Starting at the line containing "point_to(query) locates the red" and ending at the line containing "x=555, y=301", reproduce only those lines, requests included, and scale every coordinate in the answers by 0.65, rounding to whole numbers with halves going up. Leave the numbers in the requests and their format samples unchanged.
------ Data section
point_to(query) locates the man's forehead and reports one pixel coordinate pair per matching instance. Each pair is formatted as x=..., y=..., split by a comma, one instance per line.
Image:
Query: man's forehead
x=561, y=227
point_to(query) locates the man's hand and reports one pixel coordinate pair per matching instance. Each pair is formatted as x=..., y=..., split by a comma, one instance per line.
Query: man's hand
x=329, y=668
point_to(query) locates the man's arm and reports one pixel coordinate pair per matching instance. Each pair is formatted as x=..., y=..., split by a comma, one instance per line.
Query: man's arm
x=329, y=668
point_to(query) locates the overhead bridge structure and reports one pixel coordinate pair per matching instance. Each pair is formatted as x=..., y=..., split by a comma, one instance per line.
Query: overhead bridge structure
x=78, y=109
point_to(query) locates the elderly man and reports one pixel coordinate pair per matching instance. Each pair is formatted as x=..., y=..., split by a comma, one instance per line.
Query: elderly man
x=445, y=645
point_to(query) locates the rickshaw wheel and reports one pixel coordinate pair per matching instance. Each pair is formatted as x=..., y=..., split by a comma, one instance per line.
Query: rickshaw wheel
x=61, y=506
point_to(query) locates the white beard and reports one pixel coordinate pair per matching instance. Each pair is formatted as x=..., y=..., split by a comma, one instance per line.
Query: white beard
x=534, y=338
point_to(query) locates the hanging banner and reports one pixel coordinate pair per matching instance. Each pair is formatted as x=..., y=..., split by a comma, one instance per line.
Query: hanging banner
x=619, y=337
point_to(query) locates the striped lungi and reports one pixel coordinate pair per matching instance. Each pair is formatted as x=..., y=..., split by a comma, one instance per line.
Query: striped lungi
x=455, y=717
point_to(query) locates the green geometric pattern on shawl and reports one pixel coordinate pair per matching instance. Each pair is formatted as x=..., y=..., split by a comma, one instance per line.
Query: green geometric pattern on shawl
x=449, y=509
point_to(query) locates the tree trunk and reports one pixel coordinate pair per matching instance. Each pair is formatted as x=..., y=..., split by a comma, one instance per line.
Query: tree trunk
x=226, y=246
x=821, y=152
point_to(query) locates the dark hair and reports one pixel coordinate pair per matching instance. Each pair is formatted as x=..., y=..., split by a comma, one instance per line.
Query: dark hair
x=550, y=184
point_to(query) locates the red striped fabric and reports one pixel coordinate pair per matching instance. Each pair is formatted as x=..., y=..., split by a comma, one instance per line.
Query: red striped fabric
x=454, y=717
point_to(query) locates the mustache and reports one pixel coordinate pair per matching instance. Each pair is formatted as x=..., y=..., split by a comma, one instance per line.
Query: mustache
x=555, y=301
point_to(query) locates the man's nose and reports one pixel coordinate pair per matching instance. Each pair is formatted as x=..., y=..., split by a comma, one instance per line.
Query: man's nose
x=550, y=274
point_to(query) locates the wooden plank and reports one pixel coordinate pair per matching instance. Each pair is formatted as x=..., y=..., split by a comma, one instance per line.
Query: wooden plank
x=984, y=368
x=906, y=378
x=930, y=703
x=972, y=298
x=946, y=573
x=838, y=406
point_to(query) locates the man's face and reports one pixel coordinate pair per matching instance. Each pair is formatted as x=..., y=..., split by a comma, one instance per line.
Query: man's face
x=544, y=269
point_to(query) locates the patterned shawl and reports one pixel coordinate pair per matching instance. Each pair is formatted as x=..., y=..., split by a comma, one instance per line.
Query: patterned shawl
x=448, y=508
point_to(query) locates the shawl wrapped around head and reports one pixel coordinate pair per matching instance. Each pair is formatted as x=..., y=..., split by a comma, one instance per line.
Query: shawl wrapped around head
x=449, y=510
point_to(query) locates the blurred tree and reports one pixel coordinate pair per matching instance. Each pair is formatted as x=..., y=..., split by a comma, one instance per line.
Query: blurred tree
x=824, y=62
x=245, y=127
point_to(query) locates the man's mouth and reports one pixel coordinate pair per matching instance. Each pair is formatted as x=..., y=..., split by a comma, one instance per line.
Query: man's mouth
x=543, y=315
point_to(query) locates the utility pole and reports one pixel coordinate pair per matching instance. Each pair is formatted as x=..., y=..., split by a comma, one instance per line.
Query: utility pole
------------
Solution to the problem:
point_to(query) locates the red striped fabric and reports one pixel coordinate pair per matching instance. Each pair is formatted as x=..., y=..., split by a comma, one instance per line.
Query: red striped fabric
x=295, y=466
point_to(query) locates the mustache and reports one pixel coordinate pair per matching instance. Each pair is formatted as x=..., y=..., split by a comma, one instance per line.
Query: mustache
x=361, y=196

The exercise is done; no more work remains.